- Directions for this task: Determine how many lines in the data below contain the string "Give", treating uppercase and lowercase as different. Reply with that number alone.

- Information provided:
________________________________________
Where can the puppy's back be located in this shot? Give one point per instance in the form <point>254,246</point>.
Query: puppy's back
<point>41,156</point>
________________________________________
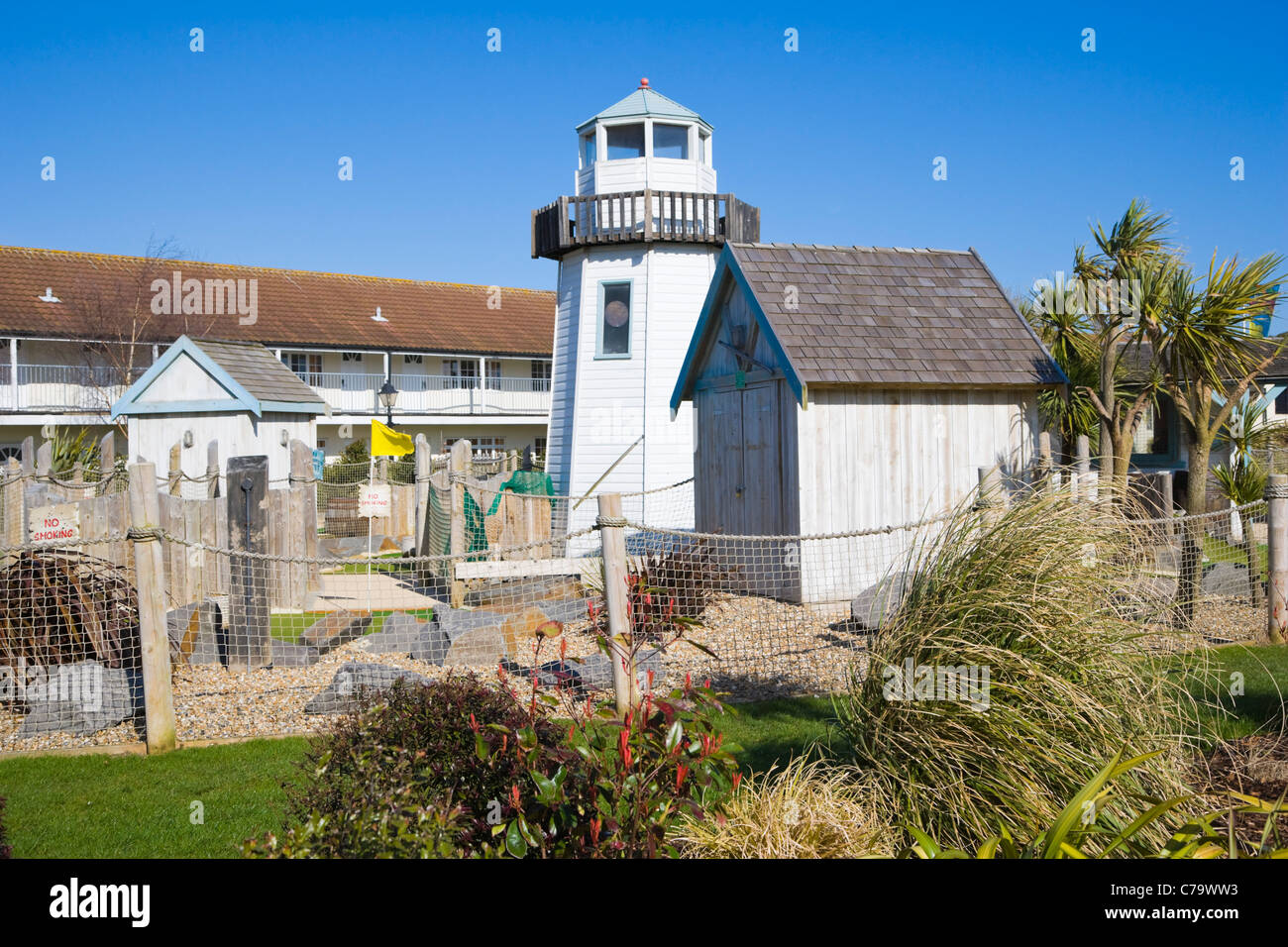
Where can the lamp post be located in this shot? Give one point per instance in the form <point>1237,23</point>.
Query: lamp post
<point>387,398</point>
________________________________________
- Result of this exercise: 2